§ **What you have to do**
Rewrite all of the items below as a two-column CSV with the header columns "prompt" and "response", giving one row per item. Put each item's text and its answer in their own quoted field, with any line breaks replaced by spaces.

§ **Data entries**
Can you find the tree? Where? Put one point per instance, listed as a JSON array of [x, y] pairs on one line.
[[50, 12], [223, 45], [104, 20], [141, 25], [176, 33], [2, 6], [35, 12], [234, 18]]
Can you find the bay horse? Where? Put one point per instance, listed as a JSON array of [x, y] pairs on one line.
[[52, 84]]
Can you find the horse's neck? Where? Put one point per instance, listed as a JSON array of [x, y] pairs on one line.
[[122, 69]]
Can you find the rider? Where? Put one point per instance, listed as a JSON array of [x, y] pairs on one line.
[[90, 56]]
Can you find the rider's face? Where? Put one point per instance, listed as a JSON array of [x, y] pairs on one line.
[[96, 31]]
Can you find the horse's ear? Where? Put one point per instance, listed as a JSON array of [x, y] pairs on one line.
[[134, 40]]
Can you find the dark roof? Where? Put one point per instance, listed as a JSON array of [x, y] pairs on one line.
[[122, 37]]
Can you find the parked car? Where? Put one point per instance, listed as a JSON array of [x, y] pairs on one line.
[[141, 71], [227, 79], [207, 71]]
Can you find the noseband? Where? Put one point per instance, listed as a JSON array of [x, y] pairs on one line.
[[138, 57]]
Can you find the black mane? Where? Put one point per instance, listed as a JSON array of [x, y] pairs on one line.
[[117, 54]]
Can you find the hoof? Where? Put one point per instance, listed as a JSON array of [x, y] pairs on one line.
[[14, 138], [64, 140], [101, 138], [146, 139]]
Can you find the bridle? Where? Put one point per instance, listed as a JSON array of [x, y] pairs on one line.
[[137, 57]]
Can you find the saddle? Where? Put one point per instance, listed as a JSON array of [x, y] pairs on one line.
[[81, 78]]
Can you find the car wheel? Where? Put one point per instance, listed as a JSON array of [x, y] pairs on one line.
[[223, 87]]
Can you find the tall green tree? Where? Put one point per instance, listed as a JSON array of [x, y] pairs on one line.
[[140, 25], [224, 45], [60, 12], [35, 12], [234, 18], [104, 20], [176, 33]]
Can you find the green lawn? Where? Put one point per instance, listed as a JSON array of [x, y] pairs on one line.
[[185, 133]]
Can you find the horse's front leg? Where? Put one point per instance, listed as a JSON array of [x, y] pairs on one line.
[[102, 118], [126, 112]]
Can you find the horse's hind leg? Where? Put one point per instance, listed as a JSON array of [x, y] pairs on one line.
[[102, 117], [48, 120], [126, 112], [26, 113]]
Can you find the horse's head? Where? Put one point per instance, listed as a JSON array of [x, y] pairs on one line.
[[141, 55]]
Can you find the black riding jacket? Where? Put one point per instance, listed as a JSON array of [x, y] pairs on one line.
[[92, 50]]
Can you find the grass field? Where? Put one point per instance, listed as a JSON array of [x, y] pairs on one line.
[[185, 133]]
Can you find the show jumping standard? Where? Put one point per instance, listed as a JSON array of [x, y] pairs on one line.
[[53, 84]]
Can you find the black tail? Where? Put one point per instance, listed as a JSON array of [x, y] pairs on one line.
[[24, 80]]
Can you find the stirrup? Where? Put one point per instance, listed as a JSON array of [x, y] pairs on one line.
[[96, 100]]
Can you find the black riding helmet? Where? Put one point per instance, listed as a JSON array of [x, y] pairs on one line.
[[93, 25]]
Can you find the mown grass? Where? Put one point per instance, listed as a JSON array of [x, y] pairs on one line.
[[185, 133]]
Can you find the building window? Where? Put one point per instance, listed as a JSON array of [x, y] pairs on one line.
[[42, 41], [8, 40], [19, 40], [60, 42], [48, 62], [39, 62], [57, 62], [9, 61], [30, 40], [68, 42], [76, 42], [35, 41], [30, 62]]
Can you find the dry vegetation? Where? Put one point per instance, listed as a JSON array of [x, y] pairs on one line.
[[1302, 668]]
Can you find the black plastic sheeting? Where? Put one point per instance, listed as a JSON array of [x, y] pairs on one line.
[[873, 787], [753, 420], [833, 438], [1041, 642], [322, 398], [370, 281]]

§ **Written solution**
prompt,response
"Can you find the tree? Where? Put one point per instance, listed as a JSON array of [x, y] pairs on one line.","[[50, 12], [223, 45], [104, 20], [141, 25], [176, 33], [2, 6], [35, 12], [234, 18]]"
"Can you find the bay horse? Where? Put one point per instance, listed as a JSON array of [x, y] pairs on one line.","[[52, 84]]"
"Can you find the horse's neck? Where? Put one point per instance, listed as a JSON array of [x, y] pairs on one line.","[[122, 69]]"
"Can you find the rider? Where? Put one point per instance, listed as a JSON array of [x, y] pairs on one line.","[[90, 56]]"
"Can you find the rider's face? Where? Put one point per instance, listed as a JSON array of [x, y] pairs on one line.","[[96, 31]]"
"Can you find the horse's ear? Where? Put one point per instance, listed as a JSON array of [x, y] pairs on one line.","[[134, 40]]"
"Can you find the dark roof? Where? Put one point per instance, listed as a JSON array of [x, y] pairs on one line.","[[122, 37]]"
"Can you find the parked car? Where? Put one point per instance, listed as a JSON array of [x, y] pairs on one line.","[[141, 71], [227, 79], [207, 71]]"
"Can you find the noseband? Where? Put one point per instance, listed as a JSON array of [x, y] pairs on one line.","[[138, 57]]"
"Can you find the black mane? Where? Put one point per instance, listed as a JSON array of [x, y] pairs on one line.","[[117, 54]]"
"Can you find the hoof? Where? Put one point per instance, listed as a JSON array of [x, y] pairs on one line.","[[14, 138], [64, 140], [101, 138], [146, 139]]"
"Can you find the bridle? Where? Put one point per instance, listed as a JSON array of [x, y] pairs on one line.","[[137, 57]]"
"Can you find the saddle? Where? Put one point per instance, listed as a JSON array of [x, y] pairs on one line.","[[81, 78]]"
"Can you find the car wheel? Where? Put one point per instance, listed as a JSON array of [x, y] pairs on one line.","[[223, 87]]"
"Can you find the tall green tree? Where? Put one point per instance, listed as a JSON array of [x, y] pairs on one line.","[[140, 25], [224, 45], [60, 12], [35, 12], [234, 18], [104, 20], [176, 33]]"
"Can you find the green lawn? Where? Put one point per instance, listed as a JSON array of [x, y] pairs on one line.","[[185, 133]]"
"Can you find the horse's front leg? Where? Put one point per instance, listed as a JSON array of [x, y] pairs on one line.","[[102, 118], [126, 112]]"
"Can you find the horse's hind leg? Where? Put one point per instance, listed as a JSON array of [x, y] pairs on one line.","[[102, 117], [48, 120], [126, 112], [26, 113]]"
"Can you find the horse's head? Where? Put one point per instance, listed as a JSON array of [x, y] pairs on one line.","[[141, 55]]"
"Can you find the black riding jacket? Where? Put one point per instance, listed as a JSON array of [x, y] pairs on one line.","[[92, 50]]"
"Can you find the grass field? Where? Put one point per instance, listed as a JSON array of [x, y] pairs on one line.","[[185, 133]]"
"Can you find the show jumping standard? Where? Put one point per instance, listed as a JSON array of [x, y] pairs on one line.","[[53, 84]]"
"Can you find the black tail? Where? Put one point per instance, listed as a JSON array of [x, y] pairs on one line.","[[24, 80]]"
"Can you find the stirrup? Where? Put one point per instance, listed as a JSON array of [x, y] pairs on one line.","[[96, 100]]"
"Can you find the black riding helmet? Where? Put one point per instance, listed as a JSON array of [x, y] pairs on one line.","[[93, 25]]"
"Can you find the mown grass? Where? Put one point per instance, listed as a JSON array of [x, y] pairs on one line.","[[185, 133]]"
"Can you find the building window? Where? Put one point per instance, listed as a JSON array of [x, y] pairs on one line.","[[42, 41], [8, 40], [19, 40], [60, 42], [48, 62], [39, 62], [57, 62], [9, 61], [30, 40], [68, 42], [76, 42], [35, 41], [30, 62]]"
"Can you find the dry vegetation? Where? Put one point per instance, listed as a JSON array of [x, y] pairs on one line.","[[1302, 668]]"
"Can you find the black plastic sheeting? Where? Put one point per instance, listed as a JSON array of [x, y] pairs on one line.","[[873, 787], [753, 420], [833, 438], [1041, 642], [322, 398], [370, 281]]"